§ **EXERCISE PROMPT**: Lay out every line of the records below as a Markdown table with the columns Row and Line, numbering the rows in order and omitting blank lines.

─── RECORD EXTRACTS

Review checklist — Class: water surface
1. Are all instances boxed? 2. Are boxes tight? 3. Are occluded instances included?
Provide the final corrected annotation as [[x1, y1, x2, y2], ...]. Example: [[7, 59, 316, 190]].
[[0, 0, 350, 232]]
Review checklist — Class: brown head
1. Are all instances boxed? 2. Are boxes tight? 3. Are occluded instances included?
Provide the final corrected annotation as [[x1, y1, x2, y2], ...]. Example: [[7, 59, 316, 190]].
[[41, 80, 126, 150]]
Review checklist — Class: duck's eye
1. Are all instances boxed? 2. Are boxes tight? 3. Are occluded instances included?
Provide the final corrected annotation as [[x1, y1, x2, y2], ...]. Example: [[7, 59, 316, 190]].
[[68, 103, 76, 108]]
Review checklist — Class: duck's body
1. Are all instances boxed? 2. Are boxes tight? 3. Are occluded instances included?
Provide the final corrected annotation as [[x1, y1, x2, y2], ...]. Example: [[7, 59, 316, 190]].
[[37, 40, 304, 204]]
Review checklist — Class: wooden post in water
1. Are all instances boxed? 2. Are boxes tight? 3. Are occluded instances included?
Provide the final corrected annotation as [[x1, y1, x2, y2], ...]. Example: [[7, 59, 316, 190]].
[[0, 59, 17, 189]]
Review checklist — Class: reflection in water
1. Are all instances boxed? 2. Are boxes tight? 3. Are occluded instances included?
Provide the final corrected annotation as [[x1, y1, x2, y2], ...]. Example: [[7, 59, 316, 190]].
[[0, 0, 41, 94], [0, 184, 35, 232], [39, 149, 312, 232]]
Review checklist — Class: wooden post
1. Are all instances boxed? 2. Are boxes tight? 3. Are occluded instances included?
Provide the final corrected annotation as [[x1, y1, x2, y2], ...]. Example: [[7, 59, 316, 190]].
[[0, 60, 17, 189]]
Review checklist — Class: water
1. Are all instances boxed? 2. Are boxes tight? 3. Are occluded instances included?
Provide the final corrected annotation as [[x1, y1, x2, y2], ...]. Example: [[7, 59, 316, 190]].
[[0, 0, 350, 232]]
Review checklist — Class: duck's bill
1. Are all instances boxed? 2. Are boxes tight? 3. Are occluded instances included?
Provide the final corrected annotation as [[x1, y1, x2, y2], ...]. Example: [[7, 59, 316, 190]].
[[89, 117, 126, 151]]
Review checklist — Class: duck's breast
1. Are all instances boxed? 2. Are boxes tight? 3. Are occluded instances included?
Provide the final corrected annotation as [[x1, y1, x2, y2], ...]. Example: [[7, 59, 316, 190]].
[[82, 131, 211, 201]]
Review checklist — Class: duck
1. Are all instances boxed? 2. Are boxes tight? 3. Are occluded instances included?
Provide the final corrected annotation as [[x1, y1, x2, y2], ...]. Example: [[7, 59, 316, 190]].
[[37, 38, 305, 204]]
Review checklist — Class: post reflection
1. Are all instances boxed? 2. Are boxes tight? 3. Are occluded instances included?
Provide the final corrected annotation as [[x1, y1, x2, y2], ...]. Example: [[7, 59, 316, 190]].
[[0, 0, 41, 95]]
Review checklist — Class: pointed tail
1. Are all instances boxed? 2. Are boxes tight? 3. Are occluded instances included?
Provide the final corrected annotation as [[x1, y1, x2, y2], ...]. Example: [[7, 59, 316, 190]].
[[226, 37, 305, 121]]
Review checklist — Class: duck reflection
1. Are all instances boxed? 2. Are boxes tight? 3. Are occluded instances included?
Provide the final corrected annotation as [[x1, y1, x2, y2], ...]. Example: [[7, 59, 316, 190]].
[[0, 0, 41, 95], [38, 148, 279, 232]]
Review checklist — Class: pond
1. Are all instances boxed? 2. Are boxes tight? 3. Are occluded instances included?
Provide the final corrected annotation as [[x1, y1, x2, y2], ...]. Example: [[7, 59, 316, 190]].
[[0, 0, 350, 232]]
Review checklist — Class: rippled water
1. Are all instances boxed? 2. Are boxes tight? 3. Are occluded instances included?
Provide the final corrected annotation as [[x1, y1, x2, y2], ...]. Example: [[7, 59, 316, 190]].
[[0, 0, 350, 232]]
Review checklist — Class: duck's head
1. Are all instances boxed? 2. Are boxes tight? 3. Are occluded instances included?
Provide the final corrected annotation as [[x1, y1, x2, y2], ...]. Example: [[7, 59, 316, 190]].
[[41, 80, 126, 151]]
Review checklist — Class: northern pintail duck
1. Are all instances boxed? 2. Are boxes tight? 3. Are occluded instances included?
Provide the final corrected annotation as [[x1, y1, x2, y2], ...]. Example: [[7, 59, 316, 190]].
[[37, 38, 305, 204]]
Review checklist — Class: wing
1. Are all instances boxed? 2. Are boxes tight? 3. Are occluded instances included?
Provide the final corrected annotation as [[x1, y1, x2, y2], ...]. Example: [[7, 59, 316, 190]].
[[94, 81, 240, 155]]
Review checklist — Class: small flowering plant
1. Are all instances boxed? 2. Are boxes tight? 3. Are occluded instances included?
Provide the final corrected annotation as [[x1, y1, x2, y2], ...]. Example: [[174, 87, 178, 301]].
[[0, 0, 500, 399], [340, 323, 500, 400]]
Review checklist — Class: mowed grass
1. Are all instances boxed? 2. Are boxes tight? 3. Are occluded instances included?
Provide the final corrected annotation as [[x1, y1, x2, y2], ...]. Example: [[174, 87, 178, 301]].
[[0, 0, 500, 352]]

──────

§ **TASK SOLUTION**:
| Row | Line |
|---|---|
| 1 | Review checklist — Class: water surface |
| 2 | 1. Are all instances boxed? 2. Are boxes tight? 3. Are occluded instances included? |
| 3 | Provide the final corrected annotation as [[x1, y1, x2, y2], ...]. Example: [[7, 59, 316, 190]]. |
| 4 | [[0, 0, 350, 232]] |
| 5 | Review checklist — Class: brown head |
| 6 | 1. Are all instances boxed? 2. Are boxes tight? 3. Are occluded instances included? |
| 7 | Provide the final corrected annotation as [[x1, y1, x2, y2], ...]. Example: [[7, 59, 316, 190]]. |
| 8 | [[41, 80, 126, 150]] |
| 9 | Review checklist — Class: duck's eye |
| 10 | 1. Are all instances boxed? 2. Are boxes tight? 3. Are occluded instances included? |
| 11 | Provide the final corrected annotation as [[x1, y1, x2, y2], ...]. Example: [[7, 59, 316, 190]]. |
| 12 | [[68, 103, 76, 108]] |
| 13 | Review checklist — Class: duck's body |
| 14 | 1. Are all instances boxed? 2. Are boxes tight? 3. Are occluded instances included? |
| 15 | Provide the final corrected annotation as [[x1, y1, x2, y2], ...]. Example: [[7, 59, 316, 190]]. |
| 16 | [[37, 40, 304, 204]] |
| 17 | Review checklist — Class: wooden post in water |
| 18 | 1. Are all instances boxed? 2. Are boxes tight? 3. Are occluded instances included? |
| 19 | Provide the final corrected annotation as [[x1, y1, x2, y2], ...]. Example: [[7, 59, 316, 190]]. |
| 20 | [[0, 59, 17, 189]] |
| 21 | Review checklist — Class: reflection in water |
| 22 | 1. Are all instances boxed? 2. Are boxes tight? 3. Are occluded instances included? |
| 23 | Provide the final corrected annotation as [[x1, y1, x2, y2], ...]. Example: [[7, 59, 316, 190]]. |
| 24 | [[0, 0, 41, 94], [0, 184, 35, 232], [39, 149, 312, 232]] |
| 25 | Review checklist — Class: wooden post |
| 26 | 1. Are all instances boxed? 2. Are boxes tight? 3. Are occluded instances included? |
| 27 | Provide the final corrected annotation as [[x1, y1, x2, y2], ...]. Example: [[7, 59, 316, 190]]. |
| 28 | [[0, 60, 17, 189]] |
| 29 | Review checklist — Class: water |
| 30 | 1. Are all instances boxed? 2. Are boxes tight? 3. Are occluded instances included? |
| 31 | Provide the final corrected annotation as [[x1, y1, x2, y2], ...]. Example: [[7, 59, 316, 190]]. |
| 32 | [[0, 0, 350, 232]] |
| 33 | Review checklist — Class: duck's bill |
| 34 | 1. Are all instances boxed? 2. Are boxes tight? 3. Are occluded instances included? |
| 35 | Provide the final corrected annotation as [[x1, y1, x2, y2], ...]. Example: [[7, 59, 316, 190]]. |
| 36 | [[89, 117, 126, 151]] |
| 37 | Review checklist — Class: duck's breast |
| 38 | 1. Are all instances boxed? 2. Are boxes tight? 3. Are occluded instances included? |
| 39 | Provide the final corrected annotation as [[x1, y1, x2, y2], ...]. Example: [[7, 59, 316, 190]]. |
| 40 | [[82, 131, 211, 201]] |
| 41 | Review checklist — Class: duck |
| 42 | 1. Are all instances boxed? 2. Are boxes tight? 3. Are occluded instances included? |
| 43 | Provide the final corrected annotation as [[x1, y1, x2, y2], ...]. Example: [[7, 59, 316, 190]]. |
| 44 | [[37, 38, 305, 204]] |
| 45 | Review checklist — Class: post reflection |
| 46 | 1. Are all instances boxed? 2. Are boxes tight? 3. Are occluded instances included? |
| 47 | Provide the final corrected annotation as [[x1, y1, x2, y2], ...]. Example: [[7, 59, 316, 190]]. |
| 48 | [[0, 0, 41, 95]] |
| 49 | Review checklist — Class: pointed tail |
| 50 | 1. Are all instances boxed? 2. Are boxes tight? 3. Are occluded instances included? |
| 51 | Provide the final corrected annotation as [[x1, y1, x2, y2], ...]. Example: [[7, 59, 316, 190]]. |
| 52 | [[226, 37, 305, 121]] |
| 53 | Review checklist — Class: duck reflection |
| 54 | 1. Are all instances boxed? 2. Are boxes tight? 3. Are occluded instances included? |
| 55 | Provide the final corrected annotation as [[x1, y1, x2, y2], ...]. Example: [[7, 59, 316, 190]]. |
| 56 | [[0, 0, 41, 95], [38, 148, 279, 232]] |
| 57 | Review checklist — Class: pond |
| 58 | 1. Are all instances boxed? 2. Are boxes tight? 3. Are occluded instances included? |
| 59 | Provide the final corrected annotation as [[x1, y1, x2, y2], ...]. Example: [[7, 59, 316, 190]]. |
| 60 | [[0, 0, 350, 232]] |
| 61 | Review checklist — Class: rippled water |
| 62 | 1. Are all instances boxed? 2. Are boxes tight? 3. Are occluded instances included? |
| 63 | Provide the final corrected annotation as [[x1, y1, x2, y2], ...]. Example: [[7, 59, 316, 190]]. |
| 64 | [[0, 0, 350, 232]] |
| 65 | Review checklist — Class: duck's head |
| 66 | 1. Are all instances boxed? 2. Are boxes tight? 3. Are occluded instances included? |
| 67 | Provide the final corrected annotation as [[x1, y1, x2, y2], ...]. Example: [[7, 59, 316, 190]]. |
| 68 | [[41, 80, 126, 151]] |
| 69 | Review checklist — Class: northern pintail duck |
| 70 | 1. Are all instances boxed? 2. Are boxes tight? 3. Are occluded instances included? |
| 71 | Provide the final corrected annotation as [[x1, y1, x2, y2], ...]. Example: [[7, 59, 316, 190]]. |
| 72 | [[37, 38, 305, 204]] |
| 73 | Review checklist — Class: wing |
| 74 | 1. Are all instances boxed? 2. Are boxes tight? 3. Are occluded instances included? |
| 75 | Provide the final corrected annotation as [[x1, y1, x2, y2], ...]. Example: [[7, 59, 316, 190]]. |
| 76 | [[94, 81, 240, 155]] |
| 77 | Review checklist — Class: small flowering plant |
| 78 | 1. Are all instances boxed? 2. Are boxes tight? 3. Are occluded instances included? |
| 79 | Provide the final corrected annotation as [[x1, y1, x2, y2], ...]. Example: [[174, 87, 178, 301]]. |
| 80 | [[0, 0, 500, 399], [340, 323, 500, 400]] |
| 81 | Review checklist — Class: mowed grass |
| 82 | 1. Are all instances boxed? 2. Are boxes tight? 3. Are occluded instances included? |
| 83 | Provide the final corrected annotation as [[x1, y1, x2, y2], ...]. Example: [[174, 87, 178, 301]]. |
| 84 | [[0, 0, 500, 352]] |